EXERCISE REQUIREMENTS >> Please reproduce the entries in full. Keep every character the same.

DATASET EXTRACT: Begin

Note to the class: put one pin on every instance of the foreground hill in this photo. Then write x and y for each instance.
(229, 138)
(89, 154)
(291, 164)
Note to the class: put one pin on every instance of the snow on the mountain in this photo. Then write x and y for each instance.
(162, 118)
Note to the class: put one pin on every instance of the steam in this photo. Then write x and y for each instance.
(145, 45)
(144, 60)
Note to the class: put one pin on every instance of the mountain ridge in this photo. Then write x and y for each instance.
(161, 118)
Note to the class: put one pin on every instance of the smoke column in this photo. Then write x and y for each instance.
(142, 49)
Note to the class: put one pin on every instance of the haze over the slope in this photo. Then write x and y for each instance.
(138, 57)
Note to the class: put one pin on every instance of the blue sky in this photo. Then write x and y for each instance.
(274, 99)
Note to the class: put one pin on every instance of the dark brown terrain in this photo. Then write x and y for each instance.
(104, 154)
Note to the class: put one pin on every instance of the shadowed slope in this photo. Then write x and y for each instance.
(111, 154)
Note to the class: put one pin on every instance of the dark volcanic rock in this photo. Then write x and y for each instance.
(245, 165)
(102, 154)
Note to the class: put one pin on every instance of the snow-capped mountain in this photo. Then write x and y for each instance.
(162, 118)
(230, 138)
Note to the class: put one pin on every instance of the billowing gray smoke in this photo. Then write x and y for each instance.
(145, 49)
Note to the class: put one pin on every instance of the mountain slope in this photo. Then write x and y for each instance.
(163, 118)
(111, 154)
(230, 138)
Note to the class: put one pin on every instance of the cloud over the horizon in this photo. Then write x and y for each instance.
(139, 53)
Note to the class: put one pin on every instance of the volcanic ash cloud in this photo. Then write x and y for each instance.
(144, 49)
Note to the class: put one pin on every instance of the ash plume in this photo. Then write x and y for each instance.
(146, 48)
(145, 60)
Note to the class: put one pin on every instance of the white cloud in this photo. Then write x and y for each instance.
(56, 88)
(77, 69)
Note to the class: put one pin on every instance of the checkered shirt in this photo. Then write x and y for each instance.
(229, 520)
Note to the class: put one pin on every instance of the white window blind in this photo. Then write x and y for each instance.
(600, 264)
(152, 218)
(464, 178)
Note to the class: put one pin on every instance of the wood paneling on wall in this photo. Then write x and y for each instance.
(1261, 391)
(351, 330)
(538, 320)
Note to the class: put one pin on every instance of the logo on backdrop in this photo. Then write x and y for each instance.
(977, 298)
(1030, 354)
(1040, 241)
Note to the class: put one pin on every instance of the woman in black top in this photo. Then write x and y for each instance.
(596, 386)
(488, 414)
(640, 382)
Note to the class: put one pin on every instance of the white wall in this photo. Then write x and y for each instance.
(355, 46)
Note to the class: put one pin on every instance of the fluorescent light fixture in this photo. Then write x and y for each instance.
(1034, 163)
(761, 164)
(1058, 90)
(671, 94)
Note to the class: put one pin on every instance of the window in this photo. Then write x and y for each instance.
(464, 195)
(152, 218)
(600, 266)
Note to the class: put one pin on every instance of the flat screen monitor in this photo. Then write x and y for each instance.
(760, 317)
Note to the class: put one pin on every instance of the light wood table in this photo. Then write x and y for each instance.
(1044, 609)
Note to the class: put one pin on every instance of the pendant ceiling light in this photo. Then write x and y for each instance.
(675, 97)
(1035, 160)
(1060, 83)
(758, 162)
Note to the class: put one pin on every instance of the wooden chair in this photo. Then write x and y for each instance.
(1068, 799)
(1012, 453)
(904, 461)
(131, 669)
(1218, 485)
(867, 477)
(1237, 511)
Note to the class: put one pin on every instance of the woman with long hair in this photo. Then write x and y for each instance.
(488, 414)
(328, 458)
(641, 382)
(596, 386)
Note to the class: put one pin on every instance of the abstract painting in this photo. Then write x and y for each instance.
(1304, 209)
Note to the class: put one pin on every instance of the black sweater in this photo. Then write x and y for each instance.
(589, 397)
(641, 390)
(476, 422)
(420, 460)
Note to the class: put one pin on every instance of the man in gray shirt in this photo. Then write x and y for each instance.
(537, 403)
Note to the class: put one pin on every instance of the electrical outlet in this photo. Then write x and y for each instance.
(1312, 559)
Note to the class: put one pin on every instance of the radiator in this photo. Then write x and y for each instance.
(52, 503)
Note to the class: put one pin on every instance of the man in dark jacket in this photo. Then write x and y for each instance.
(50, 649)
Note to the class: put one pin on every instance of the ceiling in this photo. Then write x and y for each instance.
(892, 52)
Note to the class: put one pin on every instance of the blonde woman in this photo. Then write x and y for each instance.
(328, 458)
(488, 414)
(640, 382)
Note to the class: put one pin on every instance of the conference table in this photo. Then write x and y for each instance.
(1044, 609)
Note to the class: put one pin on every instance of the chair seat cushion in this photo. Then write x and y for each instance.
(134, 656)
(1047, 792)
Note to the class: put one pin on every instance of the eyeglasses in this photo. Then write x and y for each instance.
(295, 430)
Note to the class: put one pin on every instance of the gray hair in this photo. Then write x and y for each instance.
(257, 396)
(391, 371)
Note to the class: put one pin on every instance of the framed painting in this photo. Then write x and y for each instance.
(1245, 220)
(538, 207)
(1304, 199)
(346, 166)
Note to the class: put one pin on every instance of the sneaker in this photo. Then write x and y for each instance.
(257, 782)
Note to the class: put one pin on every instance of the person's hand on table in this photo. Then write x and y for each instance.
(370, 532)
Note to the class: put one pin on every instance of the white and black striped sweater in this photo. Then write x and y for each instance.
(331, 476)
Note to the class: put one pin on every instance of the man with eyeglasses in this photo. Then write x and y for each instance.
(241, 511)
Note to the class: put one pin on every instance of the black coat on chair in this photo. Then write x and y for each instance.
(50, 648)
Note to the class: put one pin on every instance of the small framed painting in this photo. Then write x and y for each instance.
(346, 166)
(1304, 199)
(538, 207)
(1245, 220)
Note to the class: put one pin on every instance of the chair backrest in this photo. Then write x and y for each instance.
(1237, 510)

DATASET EXTRACT: End

RESPONSE >>
Note to the class: put one pin on every instance of the foreground hill in this photo. Then write x and y for each instance.
(229, 138)
(89, 154)
(291, 164)
Note to the class: put one pin on every instance of the snow on the mountain in this photo. Then write x and y for each instance.
(162, 118)
Note to the class: put one pin on every instance of the steam in this photo. Then write x and y for each instance.
(145, 45)
(144, 60)
Note to the class: put one pin on every instance of the mountain ridge in this photo. Then write x and y for each instance.
(161, 118)
Note to the class: put one pin on every instance of the smoke column in this photo. Then write x and y for each instance.
(142, 49)
Note to the class: put one pin on every instance of the haze over the slope in this photo. Then write x and y for each instance.
(138, 57)
Note to the class: put one pin on every instance of the blue sky in this photo. Then write x and y for each instance.
(274, 99)
Note to the class: put one pin on every instance of the dark brown terrain in this photo. Then write x and y for each instance.
(104, 154)
Note to the class: put one pin on every instance of the shadowed slope in this photo. Then write x and y for each instance.
(111, 154)
Note to the class: put one pin on every instance of the dark volcanic rock in this photo. Then write x and y for each instance.
(245, 165)
(102, 154)
Note to the class: put one pin on every instance of the snow-capped mountain in this photo. Then write x and y for each instance.
(162, 118)
(230, 138)
Note to the class: put one pin on every instance of the billowing gray smoke in this photo. Then write x and y for each instance.
(145, 49)
Note to the class: put one pin on every instance of the mountain slope in this photo. Then write x and y for each instance.
(163, 118)
(111, 154)
(230, 138)
Note to the class: put one pin on every instance of the cloud over the horizon in this photo. Then write x and y for each instance.
(139, 53)
Note to the class: put one pin on every instance of the volcanic ash cloud in this photo. Then write x and y for each instance.
(144, 49)
Note to the class: put one pin on every instance of the ash plume in this photo. Then write x and y for each instance.
(146, 48)
(145, 60)
Note to the class: put one pin on every instance of the white cloud in this photo. Then write x and y for each instance.
(56, 88)
(77, 69)
Note to the class: put one pin on every instance of the checkered shirt in this photo. Then write x and y for each instance.
(229, 520)
Note to the class: put one pin on every instance of the white window blind in this photo. Then write x and y for each instance.
(600, 264)
(152, 218)
(464, 178)
Note to the class: put one pin on every instance of the wood paneling on wall in this photo. Then write x and y for each instance.
(1261, 391)
(351, 330)
(538, 320)
Note to the class: put one pin on every instance of the logo on backdrop in this photo. Then write x and y for each instance.
(977, 298)
(1030, 354)
(1040, 241)
Note to the class: put one pin on every instance of the woman in black top in this photo. Then write x and y for each instance.
(596, 386)
(488, 414)
(640, 382)
Note to the class: put one pin on every instance of the white wall in this photo. Then write x and y for each instance.
(355, 46)
Note to the class: put one pin on every instance of the fluorescent light fixture in this photo. Then write x and y for each instance.
(1034, 163)
(761, 164)
(1058, 90)
(671, 94)
Note to the class: put one pin on every instance of the window in this photo. Then write x and y for each instance.
(464, 195)
(152, 218)
(600, 266)
Note to the class: put one pin on every instance of the flat screen monitor in this photo. Then write x and y for each instance.
(760, 317)
Note to the class: put one pin on every instance of the light wood table in this photo. Then write x and y for each instance.
(1044, 609)
Note to the class: put one pin on every instance of the pendant ceiling light in this photo. Then write x and y for each instance.
(675, 97)
(1035, 160)
(1060, 83)
(758, 162)
Note to the class: put one pin on every instance of the wooden chair in this photo. Then write x and y for each instance.
(1068, 799)
(1012, 453)
(904, 461)
(131, 669)
(1218, 485)
(867, 477)
(1237, 511)
Note to the class: put one pin on every instance of the woman with long hair in this photo. Then write x and y for each instance.
(488, 414)
(328, 458)
(641, 382)
(596, 386)
Note to the class: put one pin on every instance of the abstract painting in this photo. Then write x and y for each instance.
(1304, 209)
Note to the class: put one pin on every instance of the black sweater in this photo. Then write x and y for each instance.
(589, 397)
(641, 390)
(476, 422)
(420, 460)
Note to the class: put one pin on every instance of the man in gray shirt in this photo. Then write x and y for each instance.
(537, 403)
Note to the class: put one pin on every instance of the electrical outlet in this photo. Then write x and y for each instance.
(1312, 559)
Note to the class: put one pin on every instance of the radiator in this photo. Then write x and y for each instance.
(52, 503)
Note to the class: put one pin on every instance of the man in dark jacket in this photo. Then write x and y for each instance.
(50, 649)
Note to the class: put one pin on every instance of the ceiling in this photo. Then write x and y for each instance.
(892, 52)
Note to the class: put one pin on every instance of the blonde woman in this photo. Then write x and y for each instance.
(328, 458)
(488, 414)
(640, 382)
Note to the class: put one pin on every instance of the conference table in this photo. Then write x and y for each instance.
(1044, 609)
Note to the class: put one pin on every instance of the chair seat cushion in this photo. Then write x and y for each instance.
(134, 656)
(1047, 792)
Note to the class: put one pin on every instance of the eyeglasses in this photo. Then write x and y for each instance.
(295, 430)
Note to the class: put one pin on every instance of the gray hair in this photo. Then write x and y for each instance.
(257, 396)
(391, 371)
Note to the class: put one pin on every instance of the framed painting in this photo. Then write x and y for each instance.
(1245, 220)
(538, 207)
(1304, 199)
(346, 166)
Note to the class: put one pin on every instance of the sneaker in this photo. Then write x and y for each instance.
(257, 782)
Note to the class: put one pin on every instance of the person's hand on table in this photo. Then write x and y for each instance.
(370, 532)
Note to the class: put one pin on every instance of the white and black striped sweater in this photo. Then write x and y for each instance.
(331, 476)
Note to the class: put one pin on every instance of the man with eyeglasses in this photo. Then write x and y for each instance.
(241, 511)
Note to the class: put one pin on every instance of the black coat on chair in this photo. Then write x and y for each instance.
(50, 648)
Note to the class: put one pin on every instance of the small framed painting in this photo. Then write x and y for each instance.
(346, 166)
(1304, 199)
(538, 207)
(1245, 220)
Note to the class: put one pin on every instance of the chair backrest in this photo. Then write x and y for each instance.
(1237, 510)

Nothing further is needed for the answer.